The problem
Continue the Singapore stock market report below from the end of its last sentence.

Reading text
The Singapore stock market has finished lower now in three consecutive sessions, giving away more than 50 points or 3 percent along the way. The Straits Times Index is hanging on to support at 1,800 points, but analysts are not sanguine about the likelihood of the market holding that line at the opening of trade on Wednesday.
The global forecast for the Asian markets is fairly pessimistic as concerns over the spread of swine flu continue to weigh on investors. Some slightly better than expected economic data provides a bit of optimism, as does some mixed corporate news. The European markets ended sharply lower and the U.S. markets ended barely below the unchanged line, and the Asian markets are tipped to follow the latter lead.
The STI finished modestly lower on Tuesday, dragged to the downside by weakness among the properties and the telecoms - although the losses were limited by modest gains among the financial shares.
For the day, the index lost 10.20 points or 0.56 percent to close at 1,808.41 after trading between 1,791.45 and 1,827.84. Volume was 1,381.8 million shares worth 999.2 million Singapore dollars. There were 308 decliners and 169 gainers, with 775 stocks finishing unchanged.
Among the decliners, CapitaLand fell 1.6 percent, Singapore Telecom was down 0.4 percent, Cosco Corp lost 10.7 percent and Neptune Orient Lines closed down 9.4 percent, while Keppel Land, Keppel Corp and United Overseas Bank also ended in the red.
Bucking the trend, Singapore Airlines was up 0.2 percent, while DBS was up 0.1 percent and Oversea-Chinese Banking Corp ended up 0.9 percent.
The lead from Wall Street is virtually flat with a touch of downside as stocks showed a lack of direction throughout the trading day on Tuesday after failing to sustain an initial downward move. The major averages bounced back and forth across the unchanged line before eventually ending the session modestly lower. The choppy trading came as traders digested mixed economic and corporate news combined with continued concerns that the swine flu outbreak may become a pandemic.
In economic news, the Conference Board released a report earlier in the day showing that its consumer confidence index increased by much more than expected in April, reflecting a significant improvement in consumers' assessment of the short-term outlook. The report showed that the consumer confidence index jumped to 39.2 in April from an upwardly revised 26.9 in March. Economists had expected the index to increase to 29.7 from the 26.0 originally reported for the previous month.

Stored data:
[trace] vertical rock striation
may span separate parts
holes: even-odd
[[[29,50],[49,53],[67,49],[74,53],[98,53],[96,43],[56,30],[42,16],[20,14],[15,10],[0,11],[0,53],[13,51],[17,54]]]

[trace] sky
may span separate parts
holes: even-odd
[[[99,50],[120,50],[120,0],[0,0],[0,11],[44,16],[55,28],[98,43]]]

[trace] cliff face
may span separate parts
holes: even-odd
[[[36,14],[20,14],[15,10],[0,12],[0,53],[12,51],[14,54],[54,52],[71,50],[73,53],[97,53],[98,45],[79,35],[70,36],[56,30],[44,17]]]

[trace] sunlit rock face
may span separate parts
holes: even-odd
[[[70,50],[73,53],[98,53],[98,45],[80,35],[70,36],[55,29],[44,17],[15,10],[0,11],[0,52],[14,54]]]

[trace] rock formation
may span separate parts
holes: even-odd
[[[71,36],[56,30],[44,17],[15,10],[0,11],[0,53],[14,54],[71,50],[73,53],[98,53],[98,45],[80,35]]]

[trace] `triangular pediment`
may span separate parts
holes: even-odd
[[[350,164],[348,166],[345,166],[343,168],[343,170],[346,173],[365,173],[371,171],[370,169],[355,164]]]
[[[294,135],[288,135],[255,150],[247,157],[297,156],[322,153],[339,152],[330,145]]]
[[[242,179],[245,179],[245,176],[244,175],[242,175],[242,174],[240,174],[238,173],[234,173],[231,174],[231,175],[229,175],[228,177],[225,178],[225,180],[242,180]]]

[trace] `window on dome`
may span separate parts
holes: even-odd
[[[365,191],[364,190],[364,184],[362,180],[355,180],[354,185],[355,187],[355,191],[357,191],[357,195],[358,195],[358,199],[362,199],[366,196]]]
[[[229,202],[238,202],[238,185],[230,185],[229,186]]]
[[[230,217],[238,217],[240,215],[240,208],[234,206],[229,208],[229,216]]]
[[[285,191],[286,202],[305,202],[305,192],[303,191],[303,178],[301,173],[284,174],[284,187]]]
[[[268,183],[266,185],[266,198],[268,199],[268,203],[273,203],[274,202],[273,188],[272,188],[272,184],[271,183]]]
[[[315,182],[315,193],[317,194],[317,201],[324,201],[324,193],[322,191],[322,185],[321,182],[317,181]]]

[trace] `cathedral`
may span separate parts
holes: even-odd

Expected answer
Separately, a report from Standard and Poor's showed that the S&P/Case-Shiller 20-City Composite Home Price Index fell at an annual rate of 18.6 percent in February, a modest deceleration from the 19.0 percent drop in prices that was reported for January.
In other news, the Wall Street Journal reported that regulators are pushing Bank of America (BAC) and Citigroup (C) to raise more capital following early results of the government's stress test analysis, generating some concerns about the results of the tests. The Journal said that the capital shortfall amounts to billions of dollars at Bank of America. The report specified that executives at both banks are objecting to the preliminary findings from the government's examination.
Meanwhile, an increase in the number of confirmed cases of swine flu has led the World Health Organization to raise the level of its influenza pandemic alert to Phase 4. At the same time, the WHO does not recommend that countries close borders or restrict travel.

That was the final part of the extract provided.